*Daftar Tugas*
1. Menurut kutipan teks tentang bencana Sumatra, pemerintah dinilai lebih mengutamakan kepentingan siapa dibanding urusan rakyat?
2. Tuliskan lanjutan kutipan teks tentang bencana Sumatra, dimulai setelah kalimat terakhirnya.

#### Kutipan Teks

Dari sini terlihat jelas
bagaimana bencana Sumatra bukanlah sekadar perubahan alam tetapi lebih dari itu
adalah kesalahan manusia dalam mengelola alam itu sendiri. Lebih jauh
pemerintah benar-benar bertanggung jawab dalam pembiaran deforestasi di hulu,
ekploitasi tambang secara ugal-ugalan, alih fungsi hutan tak terkendali
disertai lemahnya pengawasan bertahun-tahun lamanya. Manusia tidak bisa
sepenuhnya menyalahkan alam karena permukaan bumi tidak lagi sanggup menampung
hujan sebagai akibat dari akumulasi kebijakan yang salah urus. Pemerintah juga
benar-benar terbukti lebih mengutamakan kepentingan para cukong dibanding
dengan urusan rakyat melalui maraknya pemberian izin tambang dan perkebunan.

########
#### Baris Data

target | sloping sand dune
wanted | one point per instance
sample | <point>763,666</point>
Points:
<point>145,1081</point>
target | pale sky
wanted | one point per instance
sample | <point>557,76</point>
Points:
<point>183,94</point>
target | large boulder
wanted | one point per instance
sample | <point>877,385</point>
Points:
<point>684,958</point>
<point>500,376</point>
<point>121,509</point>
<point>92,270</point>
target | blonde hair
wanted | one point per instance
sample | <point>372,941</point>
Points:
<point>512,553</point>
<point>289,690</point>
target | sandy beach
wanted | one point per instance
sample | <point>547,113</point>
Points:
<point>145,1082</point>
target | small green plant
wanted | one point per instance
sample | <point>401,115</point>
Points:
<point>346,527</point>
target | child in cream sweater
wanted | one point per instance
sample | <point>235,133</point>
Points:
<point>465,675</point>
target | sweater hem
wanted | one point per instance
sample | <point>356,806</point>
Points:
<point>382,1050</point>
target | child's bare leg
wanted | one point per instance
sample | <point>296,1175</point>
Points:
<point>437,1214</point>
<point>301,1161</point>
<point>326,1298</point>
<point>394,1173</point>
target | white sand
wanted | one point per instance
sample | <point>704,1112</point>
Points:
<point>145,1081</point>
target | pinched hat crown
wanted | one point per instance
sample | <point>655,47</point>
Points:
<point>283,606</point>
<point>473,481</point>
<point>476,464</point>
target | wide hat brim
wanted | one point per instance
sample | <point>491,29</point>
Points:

########

*Jawaban Tiap Tugas*
1. Kepentingan para cukong.

2.
Bencana Sumatra juga kian
menyingkap kelalaian penguasa dalam melakukan mitigasi bencana. Mitigasi
bencana tidak lain adalah serangkaian tindakan yang dilakukan dengan tujuan
mengurangi risiko dan dampak bencana. Artinya, mitigasi seharusnya dilakukan sebelum,
pada saat dan setelah terjadinya bencana guna meminimalkan kerugian akibat
bencana. Apalagi bencana banjir khususnya di wilayah Sumatra Barat berulang
kali terjadi dan kerusakan yang ditimbulkan kian meningkat di tiap tahunnya.
Namun, sayang mitigasi negeri ini begitu buruk hingga berada di level
mengkhawatirkan.
Pada langkah pencegahan
bencana, pemerintah justru memiliki andil meningkatkan potensi bencana banjir
dan longsor. Padahal seharusnya penguasa membuat peta wilayah rawan banjir yang
akurat disertai dengan upaya penghijauan hutan guna mencegah banjir. Ironisnya
yang terjadi justru negara memberi izin tambang di daerah resapan yang kemudian
memperluas area penggundulan hutan dan meningkatkan potensi banjir. Parahnya
lagi, upaya penghijauan hutan pun jalan di tempat yang pada akhirnya membuat
upaya perbaikan alam jalan di tempat.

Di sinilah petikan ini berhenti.